_AIM OF THE TASK_. Report every line of the entries below that contains the word "arch", copying each such line in full. Case matters.

_Records of photo object pointing_.
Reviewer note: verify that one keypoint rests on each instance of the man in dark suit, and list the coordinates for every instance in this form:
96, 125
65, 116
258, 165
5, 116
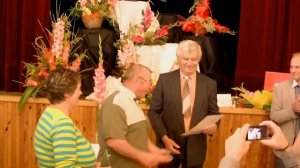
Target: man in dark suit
167, 111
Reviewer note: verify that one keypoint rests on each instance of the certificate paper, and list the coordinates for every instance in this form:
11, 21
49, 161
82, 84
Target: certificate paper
208, 120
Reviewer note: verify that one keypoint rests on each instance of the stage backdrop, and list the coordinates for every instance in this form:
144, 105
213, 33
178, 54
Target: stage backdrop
18, 28
268, 36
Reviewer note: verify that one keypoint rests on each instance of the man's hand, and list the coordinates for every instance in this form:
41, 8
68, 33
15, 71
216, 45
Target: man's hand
296, 105
276, 139
236, 145
171, 145
211, 129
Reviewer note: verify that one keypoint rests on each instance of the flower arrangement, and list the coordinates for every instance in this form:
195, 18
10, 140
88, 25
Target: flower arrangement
258, 99
201, 21
126, 53
54, 56
148, 32
87, 7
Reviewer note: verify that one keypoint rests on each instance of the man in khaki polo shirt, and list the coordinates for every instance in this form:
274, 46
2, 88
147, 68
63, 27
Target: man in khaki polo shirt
123, 128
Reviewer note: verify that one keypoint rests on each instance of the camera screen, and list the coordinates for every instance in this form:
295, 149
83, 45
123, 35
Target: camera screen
256, 133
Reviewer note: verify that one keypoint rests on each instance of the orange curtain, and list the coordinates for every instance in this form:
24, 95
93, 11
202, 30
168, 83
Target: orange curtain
18, 28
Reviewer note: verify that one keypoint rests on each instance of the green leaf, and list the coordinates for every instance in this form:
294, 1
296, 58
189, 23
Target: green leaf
25, 96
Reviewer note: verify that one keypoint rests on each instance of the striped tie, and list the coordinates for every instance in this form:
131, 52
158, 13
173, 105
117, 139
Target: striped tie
186, 99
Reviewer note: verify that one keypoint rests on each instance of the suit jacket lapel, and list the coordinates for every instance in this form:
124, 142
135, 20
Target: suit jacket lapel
199, 96
291, 91
175, 83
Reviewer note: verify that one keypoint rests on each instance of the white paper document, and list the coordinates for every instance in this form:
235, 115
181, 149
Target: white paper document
208, 120
224, 100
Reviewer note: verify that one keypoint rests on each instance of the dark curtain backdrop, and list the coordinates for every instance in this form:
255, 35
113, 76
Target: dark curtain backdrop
269, 34
18, 29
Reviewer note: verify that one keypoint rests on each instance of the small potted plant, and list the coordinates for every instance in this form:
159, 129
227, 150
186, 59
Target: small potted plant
92, 12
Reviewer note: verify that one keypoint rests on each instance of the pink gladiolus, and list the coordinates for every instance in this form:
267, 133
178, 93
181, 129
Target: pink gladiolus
30, 82
138, 39
82, 3
75, 65
148, 17
66, 50
99, 79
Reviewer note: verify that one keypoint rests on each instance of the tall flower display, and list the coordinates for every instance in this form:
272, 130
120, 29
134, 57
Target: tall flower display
201, 22
87, 7
53, 56
148, 32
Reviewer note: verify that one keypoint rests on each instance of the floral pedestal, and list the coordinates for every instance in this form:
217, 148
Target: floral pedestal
93, 20
129, 12
159, 58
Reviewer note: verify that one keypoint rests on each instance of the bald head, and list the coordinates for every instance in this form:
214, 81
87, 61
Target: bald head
134, 70
295, 67
188, 46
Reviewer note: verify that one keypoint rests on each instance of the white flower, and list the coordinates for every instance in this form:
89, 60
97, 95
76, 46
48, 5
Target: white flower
154, 25
86, 11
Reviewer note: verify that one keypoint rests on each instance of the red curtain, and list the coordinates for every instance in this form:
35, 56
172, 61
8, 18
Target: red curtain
268, 36
18, 28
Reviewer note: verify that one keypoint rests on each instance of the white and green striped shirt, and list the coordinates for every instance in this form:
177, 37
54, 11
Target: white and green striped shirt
59, 143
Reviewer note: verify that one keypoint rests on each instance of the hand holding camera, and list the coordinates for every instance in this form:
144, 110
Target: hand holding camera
276, 138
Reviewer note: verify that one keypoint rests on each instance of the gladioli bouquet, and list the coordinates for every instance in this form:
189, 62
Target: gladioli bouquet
53, 56
201, 21
258, 99
148, 32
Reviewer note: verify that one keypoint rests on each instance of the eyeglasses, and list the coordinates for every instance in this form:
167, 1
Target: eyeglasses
145, 80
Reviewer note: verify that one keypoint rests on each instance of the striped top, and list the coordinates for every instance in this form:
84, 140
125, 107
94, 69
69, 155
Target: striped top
59, 143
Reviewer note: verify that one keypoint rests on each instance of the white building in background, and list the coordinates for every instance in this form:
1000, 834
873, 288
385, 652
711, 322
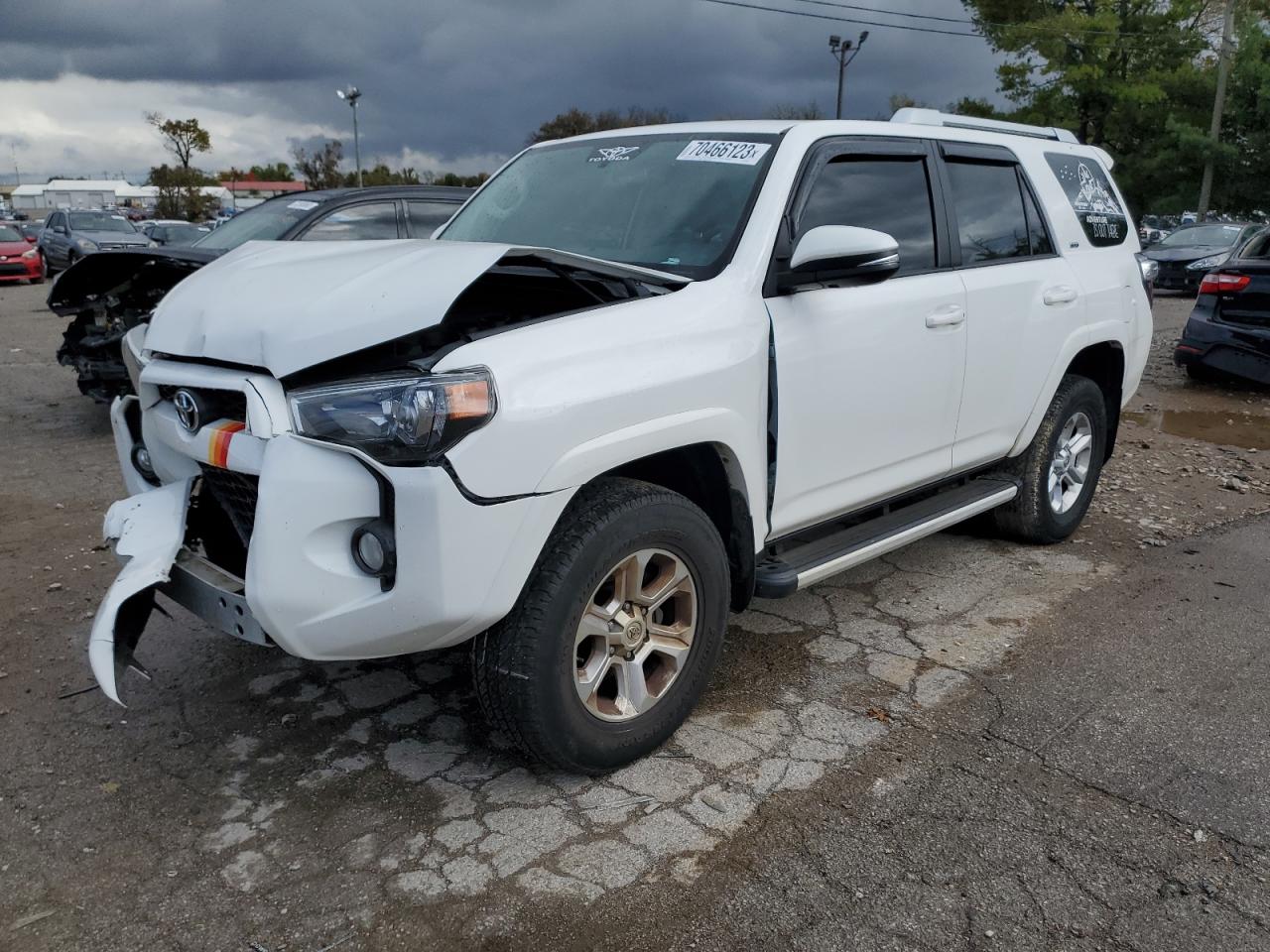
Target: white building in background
95, 193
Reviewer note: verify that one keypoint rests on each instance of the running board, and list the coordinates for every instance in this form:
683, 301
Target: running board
816, 558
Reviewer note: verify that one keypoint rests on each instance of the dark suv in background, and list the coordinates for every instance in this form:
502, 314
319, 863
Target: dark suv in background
107, 295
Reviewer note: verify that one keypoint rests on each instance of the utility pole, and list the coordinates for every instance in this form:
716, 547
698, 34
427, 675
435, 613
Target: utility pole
350, 95
1214, 131
839, 51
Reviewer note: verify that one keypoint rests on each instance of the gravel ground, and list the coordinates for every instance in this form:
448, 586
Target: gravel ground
248, 797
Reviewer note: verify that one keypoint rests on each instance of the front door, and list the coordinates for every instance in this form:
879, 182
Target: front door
867, 379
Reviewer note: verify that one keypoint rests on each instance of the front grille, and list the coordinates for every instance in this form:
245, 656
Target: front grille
235, 493
216, 404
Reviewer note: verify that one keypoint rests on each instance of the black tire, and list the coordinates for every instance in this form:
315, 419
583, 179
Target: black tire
1201, 373
524, 666
1029, 516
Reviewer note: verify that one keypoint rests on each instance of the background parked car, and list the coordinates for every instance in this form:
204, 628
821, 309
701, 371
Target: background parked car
68, 236
19, 258
1192, 252
109, 294
1228, 330
175, 234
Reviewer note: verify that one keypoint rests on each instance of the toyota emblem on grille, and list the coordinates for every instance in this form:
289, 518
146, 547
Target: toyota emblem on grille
187, 411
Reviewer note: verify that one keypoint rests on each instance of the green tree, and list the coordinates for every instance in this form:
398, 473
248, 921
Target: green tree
275, 172
180, 191
320, 168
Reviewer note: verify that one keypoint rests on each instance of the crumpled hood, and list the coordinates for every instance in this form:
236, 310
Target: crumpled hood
112, 238
285, 306
1189, 253
290, 304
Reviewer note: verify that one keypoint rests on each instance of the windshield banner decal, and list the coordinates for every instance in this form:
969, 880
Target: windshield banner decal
1089, 194
711, 150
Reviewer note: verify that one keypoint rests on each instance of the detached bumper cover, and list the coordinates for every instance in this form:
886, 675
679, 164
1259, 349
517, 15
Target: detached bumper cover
148, 531
1239, 350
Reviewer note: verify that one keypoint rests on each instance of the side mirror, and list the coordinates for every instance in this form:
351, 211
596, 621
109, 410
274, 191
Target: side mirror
841, 253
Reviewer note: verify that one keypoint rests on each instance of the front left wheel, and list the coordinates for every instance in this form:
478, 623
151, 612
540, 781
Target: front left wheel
616, 633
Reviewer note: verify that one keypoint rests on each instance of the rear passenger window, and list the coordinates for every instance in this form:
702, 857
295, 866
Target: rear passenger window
373, 220
989, 212
881, 193
1089, 193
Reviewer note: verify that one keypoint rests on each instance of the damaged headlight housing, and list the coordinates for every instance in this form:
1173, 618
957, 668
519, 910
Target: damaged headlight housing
399, 419
1203, 264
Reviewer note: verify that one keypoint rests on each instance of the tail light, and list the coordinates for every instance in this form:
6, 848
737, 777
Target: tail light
1216, 284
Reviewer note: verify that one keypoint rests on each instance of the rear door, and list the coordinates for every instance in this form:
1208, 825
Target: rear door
1023, 298
363, 221
867, 377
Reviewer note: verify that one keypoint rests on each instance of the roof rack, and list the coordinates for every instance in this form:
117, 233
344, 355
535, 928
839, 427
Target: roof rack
934, 117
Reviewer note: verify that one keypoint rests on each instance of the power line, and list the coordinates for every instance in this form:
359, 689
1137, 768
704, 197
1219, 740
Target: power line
842, 19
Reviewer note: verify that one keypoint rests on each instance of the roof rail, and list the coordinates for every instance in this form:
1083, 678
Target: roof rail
934, 117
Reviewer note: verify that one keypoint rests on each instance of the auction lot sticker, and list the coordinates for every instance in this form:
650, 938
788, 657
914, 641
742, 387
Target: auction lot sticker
712, 150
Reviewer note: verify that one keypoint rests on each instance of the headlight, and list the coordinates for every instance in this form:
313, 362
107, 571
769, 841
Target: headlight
1203, 264
400, 419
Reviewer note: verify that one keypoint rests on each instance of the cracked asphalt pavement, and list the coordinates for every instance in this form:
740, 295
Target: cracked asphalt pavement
968, 744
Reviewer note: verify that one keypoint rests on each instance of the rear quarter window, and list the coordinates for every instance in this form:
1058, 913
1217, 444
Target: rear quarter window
1089, 193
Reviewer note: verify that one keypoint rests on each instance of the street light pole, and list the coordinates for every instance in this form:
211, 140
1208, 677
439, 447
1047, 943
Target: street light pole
350, 95
839, 50
1214, 131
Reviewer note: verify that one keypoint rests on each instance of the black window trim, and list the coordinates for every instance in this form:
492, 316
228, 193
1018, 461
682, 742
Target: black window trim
322, 212
409, 218
991, 155
825, 151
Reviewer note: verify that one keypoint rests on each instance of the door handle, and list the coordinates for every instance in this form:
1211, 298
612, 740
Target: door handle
947, 316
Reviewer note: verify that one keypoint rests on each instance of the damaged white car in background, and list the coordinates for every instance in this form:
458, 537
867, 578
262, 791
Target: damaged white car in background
639, 379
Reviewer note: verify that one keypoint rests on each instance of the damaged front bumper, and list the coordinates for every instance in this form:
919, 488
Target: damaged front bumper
460, 561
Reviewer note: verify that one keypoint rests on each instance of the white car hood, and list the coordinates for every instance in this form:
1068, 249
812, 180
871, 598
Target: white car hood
290, 304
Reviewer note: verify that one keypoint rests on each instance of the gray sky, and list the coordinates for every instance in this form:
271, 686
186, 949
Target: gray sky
445, 86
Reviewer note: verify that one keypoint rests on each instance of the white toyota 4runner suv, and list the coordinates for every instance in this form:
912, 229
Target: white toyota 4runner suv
638, 380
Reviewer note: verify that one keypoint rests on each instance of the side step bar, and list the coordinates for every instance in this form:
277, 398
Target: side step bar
811, 557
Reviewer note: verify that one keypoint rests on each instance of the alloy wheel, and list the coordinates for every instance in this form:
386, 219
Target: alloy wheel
635, 635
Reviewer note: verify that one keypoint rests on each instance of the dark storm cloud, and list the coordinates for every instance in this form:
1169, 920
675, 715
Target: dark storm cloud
477, 76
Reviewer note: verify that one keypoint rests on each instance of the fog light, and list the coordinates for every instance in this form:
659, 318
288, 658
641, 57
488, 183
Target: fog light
373, 551
141, 463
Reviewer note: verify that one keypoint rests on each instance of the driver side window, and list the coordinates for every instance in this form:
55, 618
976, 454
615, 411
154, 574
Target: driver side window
887, 193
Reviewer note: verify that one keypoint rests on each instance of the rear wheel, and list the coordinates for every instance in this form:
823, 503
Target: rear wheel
1061, 468
615, 635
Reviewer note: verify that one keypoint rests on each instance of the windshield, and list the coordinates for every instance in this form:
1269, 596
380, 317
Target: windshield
1205, 235
676, 202
268, 221
98, 221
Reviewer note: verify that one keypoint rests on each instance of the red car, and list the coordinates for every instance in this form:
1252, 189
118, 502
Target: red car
19, 261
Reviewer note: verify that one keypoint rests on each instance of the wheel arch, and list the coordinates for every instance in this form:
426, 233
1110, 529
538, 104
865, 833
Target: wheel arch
711, 476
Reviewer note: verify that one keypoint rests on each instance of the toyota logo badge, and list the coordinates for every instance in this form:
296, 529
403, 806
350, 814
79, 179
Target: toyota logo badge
187, 411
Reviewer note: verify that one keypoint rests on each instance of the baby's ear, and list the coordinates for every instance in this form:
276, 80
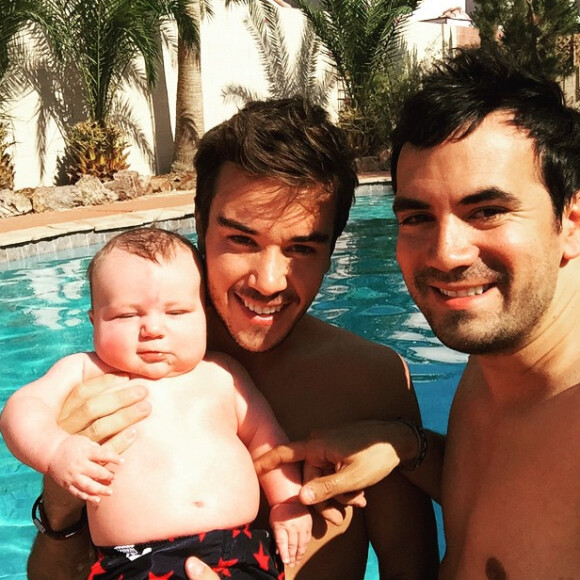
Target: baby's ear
571, 229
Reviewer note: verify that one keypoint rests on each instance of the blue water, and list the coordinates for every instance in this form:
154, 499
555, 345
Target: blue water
43, 305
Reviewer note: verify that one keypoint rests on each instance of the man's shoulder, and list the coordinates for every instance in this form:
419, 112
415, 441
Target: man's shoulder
327, 337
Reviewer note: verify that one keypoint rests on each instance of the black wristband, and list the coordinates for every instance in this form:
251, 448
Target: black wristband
421, 445
40, 520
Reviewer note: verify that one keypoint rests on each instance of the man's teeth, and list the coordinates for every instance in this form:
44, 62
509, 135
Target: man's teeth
262, 310
476, 290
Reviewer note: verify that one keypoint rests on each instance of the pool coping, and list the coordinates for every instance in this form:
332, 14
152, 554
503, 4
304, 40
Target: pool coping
33, 234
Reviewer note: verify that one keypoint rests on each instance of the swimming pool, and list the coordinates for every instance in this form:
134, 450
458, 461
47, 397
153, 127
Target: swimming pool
43, 306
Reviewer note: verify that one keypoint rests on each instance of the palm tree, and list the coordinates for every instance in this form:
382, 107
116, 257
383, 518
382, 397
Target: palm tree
284, 79
189, 123
101, 40
16, 17
530, 31
362, 37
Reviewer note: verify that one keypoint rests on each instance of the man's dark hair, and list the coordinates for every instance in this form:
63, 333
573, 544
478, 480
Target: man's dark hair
288, 139
459, 92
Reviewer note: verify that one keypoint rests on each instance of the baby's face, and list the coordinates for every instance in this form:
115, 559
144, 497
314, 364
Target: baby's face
148, 317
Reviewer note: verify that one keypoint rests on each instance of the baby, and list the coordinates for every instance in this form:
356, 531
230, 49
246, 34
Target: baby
187, 485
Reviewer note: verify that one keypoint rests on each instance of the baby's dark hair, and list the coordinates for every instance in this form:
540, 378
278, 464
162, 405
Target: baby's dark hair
151, 243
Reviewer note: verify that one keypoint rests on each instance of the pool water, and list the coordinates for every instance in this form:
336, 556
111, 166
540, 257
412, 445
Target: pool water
43, 305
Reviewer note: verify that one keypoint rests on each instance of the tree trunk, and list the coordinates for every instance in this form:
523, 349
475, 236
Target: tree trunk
189, 125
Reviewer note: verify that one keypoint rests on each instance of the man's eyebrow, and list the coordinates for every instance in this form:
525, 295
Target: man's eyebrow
229, 223
402, 203
315, 237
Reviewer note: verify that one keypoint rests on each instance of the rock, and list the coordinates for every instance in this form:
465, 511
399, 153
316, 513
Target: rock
56, 198
93, 192
13, 203
129, 185
161, 184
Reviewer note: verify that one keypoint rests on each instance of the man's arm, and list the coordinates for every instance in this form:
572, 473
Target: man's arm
103, 415
358, 455
68, 559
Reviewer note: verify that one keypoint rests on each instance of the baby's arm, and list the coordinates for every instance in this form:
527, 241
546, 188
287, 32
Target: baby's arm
259, 430
29, 427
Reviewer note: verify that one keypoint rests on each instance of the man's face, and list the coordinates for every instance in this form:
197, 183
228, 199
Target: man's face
478, 243
266, 255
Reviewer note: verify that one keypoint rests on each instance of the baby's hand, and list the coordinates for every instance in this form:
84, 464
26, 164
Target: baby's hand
292, 526
79, 465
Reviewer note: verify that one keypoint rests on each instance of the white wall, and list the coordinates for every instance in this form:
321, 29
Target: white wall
228, 56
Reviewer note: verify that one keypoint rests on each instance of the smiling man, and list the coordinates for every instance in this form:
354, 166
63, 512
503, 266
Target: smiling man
274, 188
486, 174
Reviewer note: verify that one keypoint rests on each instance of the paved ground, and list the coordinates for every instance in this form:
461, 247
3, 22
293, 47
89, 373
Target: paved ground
33, 234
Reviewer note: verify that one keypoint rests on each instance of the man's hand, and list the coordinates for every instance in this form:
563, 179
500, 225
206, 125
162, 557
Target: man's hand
104, 409
342, 462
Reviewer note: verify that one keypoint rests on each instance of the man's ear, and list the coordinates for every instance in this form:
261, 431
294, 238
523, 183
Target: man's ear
200, 234
571, 229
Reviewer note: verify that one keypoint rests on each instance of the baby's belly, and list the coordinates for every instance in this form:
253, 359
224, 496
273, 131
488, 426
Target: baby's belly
177, 490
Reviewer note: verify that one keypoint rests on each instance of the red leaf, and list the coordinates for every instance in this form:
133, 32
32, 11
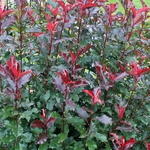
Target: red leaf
55, 11
70, 104
38, 124
79, 83
82, 113
128, 144
116, 138
94, 95
82, 50
89, 5
43, 114
52, 26
148, 145
65, 77
66, 57
89, 92
120, 111
50, 122
104, 119
138, 18
42, 138
120, 143
5, 13
137, 72
72, 57
113, 7
78, 68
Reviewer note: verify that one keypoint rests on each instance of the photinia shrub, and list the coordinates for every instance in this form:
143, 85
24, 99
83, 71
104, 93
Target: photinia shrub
74, 75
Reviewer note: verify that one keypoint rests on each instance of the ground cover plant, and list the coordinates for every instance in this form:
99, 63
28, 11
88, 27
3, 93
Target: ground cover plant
74, 75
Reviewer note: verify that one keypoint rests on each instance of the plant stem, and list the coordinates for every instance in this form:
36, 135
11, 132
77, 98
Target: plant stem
60, 36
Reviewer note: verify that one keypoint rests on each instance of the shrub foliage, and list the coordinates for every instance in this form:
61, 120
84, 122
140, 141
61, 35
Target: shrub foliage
74, 75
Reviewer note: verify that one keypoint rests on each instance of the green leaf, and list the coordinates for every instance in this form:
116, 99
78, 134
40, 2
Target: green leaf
43, 146
100, 137
17, 131
62, 137
91, 145
26, 137
47, 95
75, 97
50, 104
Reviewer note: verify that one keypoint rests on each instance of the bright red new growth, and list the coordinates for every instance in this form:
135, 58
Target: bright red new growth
121, 144
136, 71
14, 77
52, 27
48, 122
3, 12
120, 111
94, 95
65, 77
13, 69
147, 145
55, 11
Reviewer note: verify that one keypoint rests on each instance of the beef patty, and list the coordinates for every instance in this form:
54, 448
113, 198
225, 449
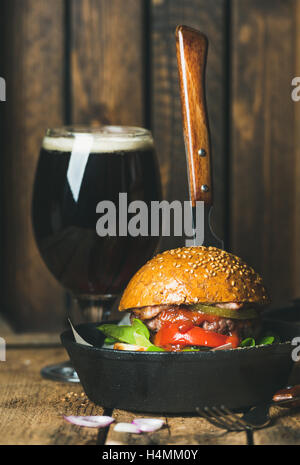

_COMPLETED EXERCISE_.
Reviewer note: verify that one keypoint rests on each instance of the wheel arch, and list the coordinates for every instance in this form:
Target: wheel arch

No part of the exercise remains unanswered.